Opinion
20-cv-762-jdp
03-01-2022
OPINION AND ORDER
JAMES D. PETERSON, District Judge
Pro se plaintiff Deyontae Cornail Stinson is incarcerated at Columbia Correctional Institution. He brings an Eighth Amendment medical care claim against defendant Edward Rothbauer and a medical malpractice claim against defendant Justin Ribault. Stinson has filed a document I construe as a motion: (1) to strike affirmative defenses, and (2) for sanctions. Dkt. 35. Stinson has also filed an “objection” to my decision denying his motion to compel discovery, which I will construe to be a motion for reconsideration. Dkt. 49.
Stinson moves to strike two affirmative defenses asserted in defendants' answer to his complaint: failure to exhaust and failure to comply with Wisconsin's notice-of-claim requirement. Dkt. 35. Under Federal Rule of Civil Procedure 12(f), the court “may strike from a pleading an insufficient defense or any redundant, immaterial, impertinent, or scandalous matter.” Stinson contends that he complied with the exhaustion and notice-of-claim requirements. To support his contention, he cites to prison grievance records and a notice of claim form that he attached as exhibits to his complaint. See exhibits to Dkt. 1.
I will deny Stinson's motion as unnecessary. Defendants did not move for summary judgment on exhaustion grounds and the deadline to do so passed shortly after Stinson filed his motion to strike. Defendants have now moved for summary judgment on the merits of the case and do not contend that Stinson failed to comply with Wisconsin's notice-of-claim requirement. It is now almost certain that defendants will not advance either of these affirmative defenses. In the unlikely event that defendants raise exhaustion or notice-of-claim issues before or at trial, Stinson may argue that he has met the requirements at that time.

[Dataset entries]
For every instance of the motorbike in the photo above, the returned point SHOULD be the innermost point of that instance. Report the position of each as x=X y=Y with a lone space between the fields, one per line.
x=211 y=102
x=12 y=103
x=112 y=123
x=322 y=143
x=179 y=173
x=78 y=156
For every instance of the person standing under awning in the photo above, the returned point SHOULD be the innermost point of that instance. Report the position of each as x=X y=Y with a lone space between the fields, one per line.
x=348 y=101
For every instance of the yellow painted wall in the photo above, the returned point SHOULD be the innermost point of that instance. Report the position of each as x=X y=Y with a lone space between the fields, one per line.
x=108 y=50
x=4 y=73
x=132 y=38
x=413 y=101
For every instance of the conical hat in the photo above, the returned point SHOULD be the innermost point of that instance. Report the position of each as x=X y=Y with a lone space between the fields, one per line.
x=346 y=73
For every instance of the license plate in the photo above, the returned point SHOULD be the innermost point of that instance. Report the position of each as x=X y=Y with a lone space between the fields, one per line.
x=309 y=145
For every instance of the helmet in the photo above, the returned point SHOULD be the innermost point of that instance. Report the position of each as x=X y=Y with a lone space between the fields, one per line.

## Exercise instructions
A. Using the court opinion, answer each question on its own line:
(i) At which institution is Stinson incarcerated?
(ii) Which Federal Rule of Civil Procedure does the court quote on striking a defense from a pleading?
(iii) On what have defendants now moved for summary judgment?
B. Please write out the part of the court opinion that begins at the words "I will deny" and stops after "at that time.", copying it with no changes.

## Solutions by task
A.
(i) Columbia Correctional Institution
(ii) Federal Rule of Civil Procedure 12(f)
(iii) The merits of the case

B.
I will deny Stinson's motion as unnecessary. Defendants did not move for summary judgment on exhaustion grounds and the deadline to do so passed shortly after Stinson filed his motion to strike. Defendants have now moved for summary judgment on the merits of the case and do not contend that Stinson failed to comply with Wisconsin's notice-of-claim requirement. It is now almost certain that defendants will not advance either of these affirmative defenses. In the unlikely event that defendants raise exhaustion or notice-of-claim issues before or at trial, Stinson may argue that he has met the requirements at that time.